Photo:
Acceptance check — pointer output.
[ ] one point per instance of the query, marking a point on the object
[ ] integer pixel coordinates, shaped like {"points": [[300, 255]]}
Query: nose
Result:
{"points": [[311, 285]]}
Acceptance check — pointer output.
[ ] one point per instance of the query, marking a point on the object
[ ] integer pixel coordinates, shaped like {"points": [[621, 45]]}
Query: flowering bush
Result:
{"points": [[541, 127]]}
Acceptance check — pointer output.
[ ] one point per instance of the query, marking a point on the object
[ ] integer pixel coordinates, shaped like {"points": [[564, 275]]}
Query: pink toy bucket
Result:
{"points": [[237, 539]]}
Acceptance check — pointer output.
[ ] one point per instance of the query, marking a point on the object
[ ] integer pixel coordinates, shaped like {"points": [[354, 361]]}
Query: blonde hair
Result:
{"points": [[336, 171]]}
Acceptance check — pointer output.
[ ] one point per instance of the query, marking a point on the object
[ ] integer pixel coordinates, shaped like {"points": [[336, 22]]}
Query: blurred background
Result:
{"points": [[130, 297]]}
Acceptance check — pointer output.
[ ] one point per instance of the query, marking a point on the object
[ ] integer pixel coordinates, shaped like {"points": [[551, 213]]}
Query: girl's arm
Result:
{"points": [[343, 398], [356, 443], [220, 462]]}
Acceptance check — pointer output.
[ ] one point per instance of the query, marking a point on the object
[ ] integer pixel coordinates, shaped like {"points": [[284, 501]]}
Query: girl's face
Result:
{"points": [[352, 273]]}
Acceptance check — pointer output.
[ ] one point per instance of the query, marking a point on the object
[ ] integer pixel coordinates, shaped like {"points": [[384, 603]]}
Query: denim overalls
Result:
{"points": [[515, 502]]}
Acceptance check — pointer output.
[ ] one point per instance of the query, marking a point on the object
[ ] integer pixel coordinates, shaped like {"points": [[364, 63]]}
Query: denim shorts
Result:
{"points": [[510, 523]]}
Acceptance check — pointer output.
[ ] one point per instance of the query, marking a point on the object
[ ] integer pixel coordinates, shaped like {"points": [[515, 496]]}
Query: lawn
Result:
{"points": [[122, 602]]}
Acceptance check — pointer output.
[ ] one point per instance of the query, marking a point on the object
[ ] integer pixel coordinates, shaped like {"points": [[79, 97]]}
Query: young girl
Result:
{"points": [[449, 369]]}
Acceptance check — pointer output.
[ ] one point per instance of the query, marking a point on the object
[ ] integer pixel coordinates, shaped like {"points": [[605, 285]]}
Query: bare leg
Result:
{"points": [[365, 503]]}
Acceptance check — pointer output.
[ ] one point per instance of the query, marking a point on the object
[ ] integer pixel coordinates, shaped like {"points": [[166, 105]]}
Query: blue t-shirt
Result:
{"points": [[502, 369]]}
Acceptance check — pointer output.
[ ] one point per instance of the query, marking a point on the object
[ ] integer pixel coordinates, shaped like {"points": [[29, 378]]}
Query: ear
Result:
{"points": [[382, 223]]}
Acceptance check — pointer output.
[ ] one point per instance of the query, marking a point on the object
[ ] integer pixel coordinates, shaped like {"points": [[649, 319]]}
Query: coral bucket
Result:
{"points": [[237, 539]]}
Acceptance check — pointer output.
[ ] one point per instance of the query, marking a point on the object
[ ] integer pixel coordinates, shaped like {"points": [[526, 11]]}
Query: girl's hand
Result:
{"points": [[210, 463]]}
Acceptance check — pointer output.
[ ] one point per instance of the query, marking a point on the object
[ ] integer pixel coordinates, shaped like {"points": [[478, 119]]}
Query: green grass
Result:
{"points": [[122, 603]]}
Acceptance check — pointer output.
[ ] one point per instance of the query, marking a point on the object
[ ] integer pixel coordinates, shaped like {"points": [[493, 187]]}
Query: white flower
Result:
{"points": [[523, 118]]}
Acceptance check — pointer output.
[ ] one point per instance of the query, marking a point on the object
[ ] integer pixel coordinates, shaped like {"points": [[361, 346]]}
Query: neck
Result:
· · · · · · ·
> **Brief**:
Go through the records above and retype each one exactly.

> **Solution**:
Photo:
Acceptance check — pointer output.
[ ] one point per instance of the query, marking a point on the object
[ ] integer pixel coordinates, shaped like {"points": [[300, 255]]}
Query: nose
Result:
{"points": [[311, 285]]}
Acceptance check — pointer output.
[ ] one point per instance of the query, marking a point on the object
[ ] integer pixel coordinates, shaped like {"points": [[621, 45]]}
Query: flowering bush
Result:
{"points": [[541, 127]]}
Acceptance check — pointer output.
[ ] one point per instance of the query, marking a point on the object
[ ] integer pixel coordinates, shaped like {"points": [[564, 275]]}
Query: pink toy bucket
Result:
{"points": [[237, 539]]}
Acceptance check — pointer output.
[ ] one point per instance of the query, marking a point on the object
[ ] integer pixel coordinates, shaped like {"points": [[354, 361]]}
Query: blonde hair
Result:
{"points": [[336, 171]]}
Acceptance check — pointer output.
[ ] one point per instance of the query, marking a point on the object
[ ] integer pixel coordinates, shaped like {"points": [[336, 22]]}
Query: blurred background
Result:
{"points": [[130, 297]]}
Acceptance check — pointer output.
[ ] one point per instance of the query, marking a point on the object
[ ] integer pixel coordinates, shaped like {"points": [[551, 213]]}
Query: girl's arm
Result:
{"points": [[343, 398], [356, 443], [220, 462]]}
Acceptance check — pointer output.
[ ] one point per instance of the query, marking a point on the object
[ ] integer pixel coordinates, shaped like {"points": [[284, 501]]}
Query: girl's face
Result:
{"points": [[352, 273]]}
Acceptance check — pointer output.
[ ] one point per instance of the query, marking a point on the object
[ ] integer pixel coordinates, shaped like {"points": [[384, 603]]}
Query: denim overalls
Result:
{"points": [[515, 502]]}
Acceptance check — pointer output.
[ ] one point per instance of the query, marking a point on the object
[ ] integer pixel coordinates, shaped like {"points": [[364, 63]]}
Query: denim shorts
Result:
{"points": [[510, 523]]}
Acceptance check — pointer output.
[ ] one point per instance of the query, marking a point on the object
[ ] integer pixel coordinates, shaped like {"points": [[515, 496]]}
Query: lawn
Result:
{"points": [[122, 602]]}
Acceptance check — pointer output.
[ ] one point per instance of the query, marking a point on the object
[ ] integer pixel coordinates, shaped like {"points": [[79, 97]]}
Query: young girl
Result:
{"points": [[449, 369]]}
Acceptance check — pointer output.
[ ] one point per instance of the query, marking a point on the object
[ ] integer pixel coordinates, shaped like {"points": [[605, 285]]}
Query: bare leg
Result:
{"points": [[365, 503]]}
Acceptance check — pointer output.
[ ] one point per instance of the query, marking a point on the object
[ ] integer pixel coordinates, shaped like {"points": [[166, 105]]}
Query: blue t-shirt
Result:
{"points": [[502, 369]]}
Acceptance check — pointer output.
[ ] one point per instance of the query, marking a point on the object
[ ] integer pixel coordinates, shaped like {"points": [[29, 378]]}
Query: ear
Result:
{"points": [[382, 223]]}
Acceptance check — pointer output.
[ ] one point per instance of the query, marking a point on the object
[ ] integer pixel coordinates, shaped like {"points": [[649, 319]]}
Query: coral bucket
Result:
{"points": [[237, 539]]}
Acceptance check — pointer output.
[ ] one point per instance of the query, marking a point on the object
[ ] integer pixel coordinates, shaped like {"points": [[526, 11]]}
Query: girl's hand
Result:
{"points": [[210, 463]]}
Acceptance check — pointer output.
[ ] one point per instance of the query, marking a point on the object
[ ] integer pixel coordinates, shaped like {"points": [[478, 119]]}
Query: green grass
Result:
{"points": [[122, 603]]}
Acceptance check — pointer output.
[ ] one point per instance of the query, marking a point on the object
[ ] integer pixel coordinates, shaped like {"points": [[493, 187]]}
Query: white flower
Result:
{"points": [[523, 118]]}
Acceptance check — pointer output.
[ ] one point per instance of the query, marking a point on the object
[ ] integer pixel coordinates, shaped like {"points": [[361, 346]]}
Query: neck
Result:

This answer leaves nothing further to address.